* [WRITTEN TASKS]:
1 - In the article on replying to a breakup text, what three things does it say your response will have a huge effect on?
2 - Write out the passage of the breakup-text article starting at "If your girlfriend" and ending at "get over you.".
3 - According to the breakup-text article, what two feelings can lead a woman to change her mind about the breakup after the example reply?

* [EXTRACTED TEXT]:
- - - - - - -

If your girlfriend has sent you a breakup text, you are now at a crossroads point in the relationship. 

How you respond will have a huge effect on how she feels, your ability to contact her again and how hard or easily she will get over you.

What works in terms of a response to a breakup text, really depends on your situation.

So, here are 11 different examples of how to respond to a breakup text and the potential positive or negative consequences of each: 

1. Agree with the breakup and suggest remaining friends 

For example:

If a woman texted her boyfriend to say, “I’m sorry to say this, but I’m breaking up with you. I can’t do this anymore. Please respect my decision. I wish you all the best” he can reply with, “Okay, I accept your decision. We are broken up and it’s over. I accept that. I think the mature thing to do now is to at least remain friends. Feel free to say hi to me as a friend sometime if you want and I might reach out and say hi one day too.”

In some cases, a woman will change her mind about wanting to be broken up based on the rejection she feels from a text like that and also the attraction she feels based on her boyfriend’s emotional maturity.

- - - - - - -

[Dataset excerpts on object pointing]

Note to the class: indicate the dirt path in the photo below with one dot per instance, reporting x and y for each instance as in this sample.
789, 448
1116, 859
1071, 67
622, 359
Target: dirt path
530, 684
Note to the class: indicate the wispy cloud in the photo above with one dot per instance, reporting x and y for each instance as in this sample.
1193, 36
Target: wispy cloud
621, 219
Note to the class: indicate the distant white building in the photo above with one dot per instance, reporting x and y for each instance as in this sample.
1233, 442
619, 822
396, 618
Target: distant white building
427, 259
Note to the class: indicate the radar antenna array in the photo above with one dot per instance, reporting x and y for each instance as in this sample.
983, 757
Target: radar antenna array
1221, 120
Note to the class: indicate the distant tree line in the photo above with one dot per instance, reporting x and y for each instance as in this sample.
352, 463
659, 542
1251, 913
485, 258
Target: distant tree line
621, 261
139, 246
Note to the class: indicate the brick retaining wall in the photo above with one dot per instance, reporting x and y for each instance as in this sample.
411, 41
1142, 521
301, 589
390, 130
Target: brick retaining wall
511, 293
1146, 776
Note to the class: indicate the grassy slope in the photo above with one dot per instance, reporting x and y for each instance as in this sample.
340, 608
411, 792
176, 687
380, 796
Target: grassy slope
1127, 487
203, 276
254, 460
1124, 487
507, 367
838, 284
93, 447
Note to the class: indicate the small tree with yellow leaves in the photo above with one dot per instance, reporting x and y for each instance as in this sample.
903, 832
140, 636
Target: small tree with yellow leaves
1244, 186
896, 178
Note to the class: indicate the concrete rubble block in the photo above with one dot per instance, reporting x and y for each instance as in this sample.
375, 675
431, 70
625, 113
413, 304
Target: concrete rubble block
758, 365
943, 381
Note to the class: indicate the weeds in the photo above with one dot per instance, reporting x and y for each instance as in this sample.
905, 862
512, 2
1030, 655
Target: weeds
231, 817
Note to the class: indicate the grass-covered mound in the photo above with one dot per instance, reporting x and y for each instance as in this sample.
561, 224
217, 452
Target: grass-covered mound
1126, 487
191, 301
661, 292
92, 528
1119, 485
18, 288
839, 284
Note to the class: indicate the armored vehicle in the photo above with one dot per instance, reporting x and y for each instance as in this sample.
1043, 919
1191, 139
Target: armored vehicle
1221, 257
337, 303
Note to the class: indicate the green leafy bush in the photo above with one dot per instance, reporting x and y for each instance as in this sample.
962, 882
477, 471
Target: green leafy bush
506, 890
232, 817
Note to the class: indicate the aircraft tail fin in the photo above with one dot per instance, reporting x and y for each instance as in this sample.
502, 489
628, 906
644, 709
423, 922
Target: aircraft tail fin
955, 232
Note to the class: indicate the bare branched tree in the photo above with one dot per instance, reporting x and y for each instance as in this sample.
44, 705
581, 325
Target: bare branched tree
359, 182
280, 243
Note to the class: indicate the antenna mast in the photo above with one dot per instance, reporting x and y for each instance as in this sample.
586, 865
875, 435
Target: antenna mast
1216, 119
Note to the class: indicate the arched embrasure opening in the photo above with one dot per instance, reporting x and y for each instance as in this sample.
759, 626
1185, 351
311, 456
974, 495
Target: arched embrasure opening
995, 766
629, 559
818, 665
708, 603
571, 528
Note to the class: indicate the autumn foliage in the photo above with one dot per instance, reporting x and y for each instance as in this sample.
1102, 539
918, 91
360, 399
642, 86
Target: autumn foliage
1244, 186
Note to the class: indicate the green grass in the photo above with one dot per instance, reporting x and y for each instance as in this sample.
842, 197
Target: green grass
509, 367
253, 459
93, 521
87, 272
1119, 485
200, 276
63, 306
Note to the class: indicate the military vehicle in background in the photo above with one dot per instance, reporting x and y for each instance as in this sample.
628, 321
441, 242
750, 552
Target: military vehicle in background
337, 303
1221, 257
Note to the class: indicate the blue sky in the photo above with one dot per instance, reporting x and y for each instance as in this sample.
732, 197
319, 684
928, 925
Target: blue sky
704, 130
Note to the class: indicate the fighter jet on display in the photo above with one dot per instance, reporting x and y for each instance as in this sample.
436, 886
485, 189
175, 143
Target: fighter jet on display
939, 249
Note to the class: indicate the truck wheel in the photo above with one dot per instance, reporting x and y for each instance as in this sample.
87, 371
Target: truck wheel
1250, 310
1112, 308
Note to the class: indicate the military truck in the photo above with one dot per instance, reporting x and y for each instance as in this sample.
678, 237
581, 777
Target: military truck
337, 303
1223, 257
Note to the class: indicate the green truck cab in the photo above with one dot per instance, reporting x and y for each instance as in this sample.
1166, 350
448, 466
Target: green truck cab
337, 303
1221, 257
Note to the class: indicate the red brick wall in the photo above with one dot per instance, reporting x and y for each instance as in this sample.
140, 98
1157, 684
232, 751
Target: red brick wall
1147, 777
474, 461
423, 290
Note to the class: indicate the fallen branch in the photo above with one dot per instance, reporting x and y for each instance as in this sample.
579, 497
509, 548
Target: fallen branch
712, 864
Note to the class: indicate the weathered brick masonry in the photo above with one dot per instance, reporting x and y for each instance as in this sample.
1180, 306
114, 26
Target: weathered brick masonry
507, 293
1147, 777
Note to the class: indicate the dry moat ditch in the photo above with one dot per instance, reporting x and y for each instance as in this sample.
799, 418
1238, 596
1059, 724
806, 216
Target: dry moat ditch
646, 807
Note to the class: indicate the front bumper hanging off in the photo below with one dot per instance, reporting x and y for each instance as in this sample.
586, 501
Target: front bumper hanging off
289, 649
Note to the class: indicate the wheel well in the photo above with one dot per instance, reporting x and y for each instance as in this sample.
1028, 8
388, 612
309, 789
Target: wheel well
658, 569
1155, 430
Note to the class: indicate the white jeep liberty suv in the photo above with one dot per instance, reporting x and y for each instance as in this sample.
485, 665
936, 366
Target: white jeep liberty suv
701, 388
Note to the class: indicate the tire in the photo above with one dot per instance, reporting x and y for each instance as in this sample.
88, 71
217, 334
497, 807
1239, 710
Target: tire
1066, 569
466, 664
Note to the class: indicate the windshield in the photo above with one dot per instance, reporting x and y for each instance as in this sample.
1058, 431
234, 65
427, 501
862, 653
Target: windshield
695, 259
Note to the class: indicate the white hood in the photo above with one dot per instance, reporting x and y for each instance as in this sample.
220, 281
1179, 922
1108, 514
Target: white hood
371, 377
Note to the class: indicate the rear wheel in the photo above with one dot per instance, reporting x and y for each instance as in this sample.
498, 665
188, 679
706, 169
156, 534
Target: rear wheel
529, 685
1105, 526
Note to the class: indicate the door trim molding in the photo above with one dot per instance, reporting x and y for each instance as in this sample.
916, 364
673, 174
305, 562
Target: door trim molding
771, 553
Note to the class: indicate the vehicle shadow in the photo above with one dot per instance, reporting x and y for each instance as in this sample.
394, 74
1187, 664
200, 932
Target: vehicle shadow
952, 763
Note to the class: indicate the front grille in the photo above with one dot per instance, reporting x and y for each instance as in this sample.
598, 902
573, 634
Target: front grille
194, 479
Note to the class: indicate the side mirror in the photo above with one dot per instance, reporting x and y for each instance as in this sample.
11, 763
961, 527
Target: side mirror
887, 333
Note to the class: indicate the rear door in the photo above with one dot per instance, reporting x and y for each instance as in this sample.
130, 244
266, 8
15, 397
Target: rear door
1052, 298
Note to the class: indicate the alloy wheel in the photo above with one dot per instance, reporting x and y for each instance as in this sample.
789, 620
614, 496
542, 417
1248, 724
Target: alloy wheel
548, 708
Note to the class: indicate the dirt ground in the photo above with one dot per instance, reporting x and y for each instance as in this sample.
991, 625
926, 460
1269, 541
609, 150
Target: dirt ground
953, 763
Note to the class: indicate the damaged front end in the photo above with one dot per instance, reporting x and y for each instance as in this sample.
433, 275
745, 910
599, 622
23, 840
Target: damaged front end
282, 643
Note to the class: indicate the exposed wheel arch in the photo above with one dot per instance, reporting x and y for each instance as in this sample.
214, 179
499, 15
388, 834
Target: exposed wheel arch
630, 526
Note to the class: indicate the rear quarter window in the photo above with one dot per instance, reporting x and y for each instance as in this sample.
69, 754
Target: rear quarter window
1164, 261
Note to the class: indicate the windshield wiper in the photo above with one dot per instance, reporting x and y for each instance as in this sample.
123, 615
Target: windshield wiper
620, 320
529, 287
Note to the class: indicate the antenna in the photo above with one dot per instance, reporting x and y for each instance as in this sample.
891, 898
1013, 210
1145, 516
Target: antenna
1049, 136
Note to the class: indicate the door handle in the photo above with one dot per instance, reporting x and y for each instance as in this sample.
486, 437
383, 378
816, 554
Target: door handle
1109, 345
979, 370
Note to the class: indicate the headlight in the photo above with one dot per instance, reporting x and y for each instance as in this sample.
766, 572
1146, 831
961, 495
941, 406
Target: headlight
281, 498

- - - - - - -

* [WRITTEN RESPONSES]:
1 -
- How she feels
- Your ability to contact her again
- How hard or easily she will get over you

2 -
If your girlfriend has sent you a breakup text, you are now at a crossroads point in the relationship. 

How you respond will have a huge effect on how she feels, your ability to contact her again and how hard or easily she will get over you.

3 - The rejection she feels from the reply, and the attraction she feels based on her boyfriend's emotional maturity.